**The problem**
Copy every record verbatim. Leave the pictures out.

(Stored items)
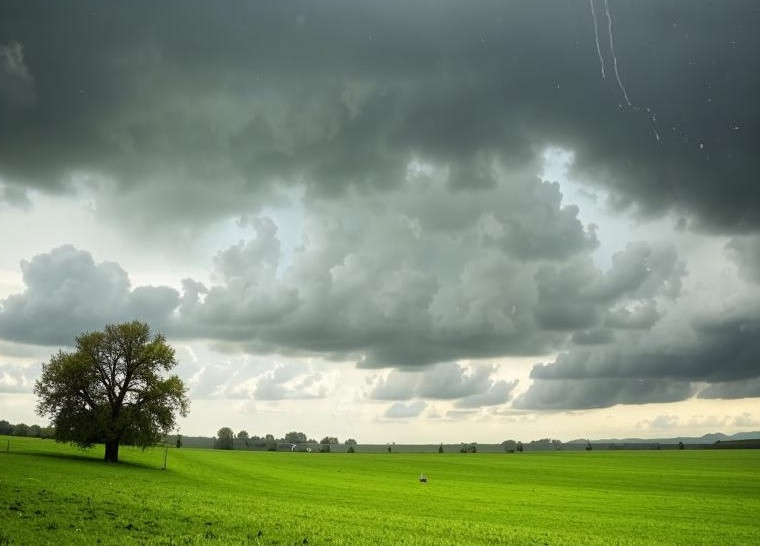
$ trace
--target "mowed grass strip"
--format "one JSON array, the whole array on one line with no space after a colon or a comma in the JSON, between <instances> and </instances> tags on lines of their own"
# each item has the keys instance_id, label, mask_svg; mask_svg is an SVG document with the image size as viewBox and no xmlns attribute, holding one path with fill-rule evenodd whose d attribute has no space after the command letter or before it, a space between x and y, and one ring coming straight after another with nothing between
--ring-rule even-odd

**Answer space**
$ trace
--target "mowed grass strip"
--format "one JSON array, the whole array on one line with no space after a colon or a comma in the JSON, between <instances> and </instances> tags on lines of their own"
# each item has the keys instance_id, label, mask_svg; mask_svg is an SVG document with the image size as viewBox and no xmlns attribute, holding one path with fill-rule evenodd whose d attribute has no space after the command letter or before it, a space between x and y, and one ring coming straight after another with nothing between
--ring-rule even-odd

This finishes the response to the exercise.